_INSTRUCTIONS FOR THE TASK:_
Report how many lines in the records below contain the string "plant", treating uppercase and lowercase as different. Give only the number.

_EXERCISE MATERIALS:_
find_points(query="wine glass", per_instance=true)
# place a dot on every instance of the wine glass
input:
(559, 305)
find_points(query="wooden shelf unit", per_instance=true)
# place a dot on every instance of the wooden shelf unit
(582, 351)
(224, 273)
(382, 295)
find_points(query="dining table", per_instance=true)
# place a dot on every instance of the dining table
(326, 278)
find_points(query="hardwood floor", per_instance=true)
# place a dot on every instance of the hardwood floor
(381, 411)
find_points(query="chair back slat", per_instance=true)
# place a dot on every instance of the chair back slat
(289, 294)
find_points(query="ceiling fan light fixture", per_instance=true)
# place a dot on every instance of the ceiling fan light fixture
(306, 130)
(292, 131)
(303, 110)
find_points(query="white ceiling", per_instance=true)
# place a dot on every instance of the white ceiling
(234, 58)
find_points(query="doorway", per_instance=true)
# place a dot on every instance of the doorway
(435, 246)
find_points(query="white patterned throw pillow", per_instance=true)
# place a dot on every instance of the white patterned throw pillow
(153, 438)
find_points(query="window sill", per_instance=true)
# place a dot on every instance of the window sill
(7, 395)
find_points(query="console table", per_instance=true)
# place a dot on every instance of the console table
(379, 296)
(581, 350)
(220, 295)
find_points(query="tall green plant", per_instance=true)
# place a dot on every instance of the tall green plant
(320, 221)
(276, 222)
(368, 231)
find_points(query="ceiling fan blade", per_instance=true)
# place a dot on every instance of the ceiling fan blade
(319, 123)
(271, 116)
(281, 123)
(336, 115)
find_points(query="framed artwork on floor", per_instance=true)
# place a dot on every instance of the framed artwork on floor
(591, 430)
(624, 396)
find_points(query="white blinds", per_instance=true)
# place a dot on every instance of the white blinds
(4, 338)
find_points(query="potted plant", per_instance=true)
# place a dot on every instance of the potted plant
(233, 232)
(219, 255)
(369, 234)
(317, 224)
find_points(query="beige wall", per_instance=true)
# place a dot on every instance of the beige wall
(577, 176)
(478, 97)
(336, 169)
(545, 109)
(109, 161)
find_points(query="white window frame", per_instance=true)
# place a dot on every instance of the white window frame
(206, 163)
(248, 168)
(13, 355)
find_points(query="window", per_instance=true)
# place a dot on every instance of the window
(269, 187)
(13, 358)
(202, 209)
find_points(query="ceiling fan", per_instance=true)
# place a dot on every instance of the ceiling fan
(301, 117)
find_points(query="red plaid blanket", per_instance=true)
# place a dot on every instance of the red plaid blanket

_TASK RESULT:_
4